Business owners optimistic for summer 2012. Downtown Parry Sound business owners are preparing for the busy summer season. Cody Storm Cooper/North Star
PARRY SOUND – With May comes the unofficial start of the busy summer season.
Busy is what local business owners are hoping for. According to Chamber of Commerce chief executive officer Perry Harris, many are cautiously optimistic the season will be a strong one.
With the May long weekend just weeks away, rental cottage and resort owners are picking up pinecones from the grounds, turning water on in cabins, repairing dock cribs, and filling their restaurant pantries, ready for a summer of fun in the sun.
Downtown, retail business owners are stocking shelves and hiring new staff in preparation for increased traffic with the return of summer residents and visitors.
Natalie Overend, owner of Craganmore Point Resort in Georgian Bay’s South Channel, is one of the region’s resort owners opening up cottages after shutting down for the winter. The resort opens for the season Friday.
“They way it’s looking we’re almost full, the cottages, for fishermen,” she said of opening weekend. “So it looks like there are some fishermen coming into the area, which is good news for the community.”
The number of cottages booked for this weekend is higher than in seasons past, she said. There is still space available in the summer, so the early full house isn’t necessarily indicative of the season to come.
“With the economy over the last few years I don’t think people book as far in advance as they used to, so it doesn’t mean you won’t fill, it just means you won’t fill in advance. People wait to see what the weather is doing. Last season was a good season: It was hot, dry, and being on an island the weather is very important to us, so we have to staff with the possibility of being very busy, but you never know what is going to happen until you look out the window.”
Another possible hit to the number of people renting a cottage here is price of gas, but, said Overend, if people already own a boat they’re going to use it.
“I have a good feeling about it,” she said of the 2012 business season. “If the weather cooperates I think we’ll do well, all of us in the community.”
Since the 2008 recession, the resort business has been steady and consistent, she said, with the restaurant feeding a steady stream of area residents, but the cottage rentals dropping.
Beverly McCormack-Bell, owner of Beverly’s on the corner of James Street and Bowes Street, has her two additional summer staff in place and is switching over the displays to reflect the new season, with barbecuing items, patio glasses and summer linens.

*TASK REQUIREMENTS*
(1) In the Parry Sound summer business article, what items is Beverly's putting on display for the new season?
(2) Extend the Parry Sound summer business article with a few more paragraphs that follow on from its last sentence.
The records aren't needed for any of this.

(Stored data)
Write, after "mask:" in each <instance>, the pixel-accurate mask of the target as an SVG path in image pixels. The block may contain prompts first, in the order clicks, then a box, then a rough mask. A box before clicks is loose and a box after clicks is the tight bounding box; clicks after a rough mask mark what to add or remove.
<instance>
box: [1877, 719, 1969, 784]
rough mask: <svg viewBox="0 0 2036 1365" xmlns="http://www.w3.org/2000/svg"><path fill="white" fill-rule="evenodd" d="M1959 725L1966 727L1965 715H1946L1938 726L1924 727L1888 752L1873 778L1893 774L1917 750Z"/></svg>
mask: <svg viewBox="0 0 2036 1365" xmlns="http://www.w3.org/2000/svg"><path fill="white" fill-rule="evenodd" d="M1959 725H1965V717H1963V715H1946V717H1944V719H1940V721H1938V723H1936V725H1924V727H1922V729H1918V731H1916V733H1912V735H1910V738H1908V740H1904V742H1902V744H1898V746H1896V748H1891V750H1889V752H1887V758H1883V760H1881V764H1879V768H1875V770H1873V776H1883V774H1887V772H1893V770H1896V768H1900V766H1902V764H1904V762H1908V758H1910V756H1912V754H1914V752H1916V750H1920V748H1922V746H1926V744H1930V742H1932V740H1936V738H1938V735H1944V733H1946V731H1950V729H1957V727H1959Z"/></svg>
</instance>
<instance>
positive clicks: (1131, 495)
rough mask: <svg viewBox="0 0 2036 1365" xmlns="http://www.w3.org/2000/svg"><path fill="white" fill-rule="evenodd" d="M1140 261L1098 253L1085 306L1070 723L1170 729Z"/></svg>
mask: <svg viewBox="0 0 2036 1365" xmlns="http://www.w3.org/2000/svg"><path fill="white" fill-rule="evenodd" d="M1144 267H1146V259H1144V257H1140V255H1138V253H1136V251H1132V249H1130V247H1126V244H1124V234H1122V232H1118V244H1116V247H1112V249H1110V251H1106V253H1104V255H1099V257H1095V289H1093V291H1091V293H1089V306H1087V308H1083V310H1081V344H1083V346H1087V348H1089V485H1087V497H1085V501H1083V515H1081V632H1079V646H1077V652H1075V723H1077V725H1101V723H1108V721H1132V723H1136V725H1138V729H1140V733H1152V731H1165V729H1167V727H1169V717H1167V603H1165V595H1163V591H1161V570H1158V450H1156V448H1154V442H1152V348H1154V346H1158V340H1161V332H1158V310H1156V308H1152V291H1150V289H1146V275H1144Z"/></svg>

*OUTPUTS IN ORDER*
(1) Barbecuing items, patio glasses and summer linens.

(2)
She plans her summer inventory by taking the market’s pulse through trade magazines and the nightly news, and statistics from Georgian Bay Country, the Parry Sound Chamber of Commerce and the Downtown Business Association. It’s those same organizations that help market her business.
The summer, she said, is looking good.
“I think it’s going to be a good one,” she said. “The numbers don’t look great, but my numbers are pretty good already this year. But then again, I get a lot of local support and my business is not based on tourism. I really don’t depend on that like, perhaps, some other businesses in town that open seasonally…. it’s the people who are here that spend their money and they’ve been spending it even more this year.”
Across the way, on James Street, Wolf Den owner Doris Muckenheim was busy unpacking boxes and boxes of merchandise and filling shelves Thursday. She’d ordered the items in January.
“You go on last year’s numbers and hope the summer will be along the same lines,” she said. “It just is what it is.”
Similar to Beverly’s, April has been a good month for sales, although the winter was slow.
“I’m optimistic for the summer,” said Muckenheim.
The Wolf Den relies on the summer traffic and online sales, shipping merchandise to far off places, including Australia and Europe, to make the year after the slower winter season.
In the summer the business’ staff goes from two, including Muckenheim, to four, and this summer she plans on hiring a marketing intern to help better utilize the numbers provided by area organizations, such as the Downtown Business Association.
These three area business owners seem to reflect the same outlook for the 2012 summer season that the Parry Sound Chamber is expecting.
“We always have a positive outlook to the summer, we’re hoping for great weather,” said Harris. “There’s always so much to do in our area, whether it be great weather or not, we’re just fortunate to be where we are.”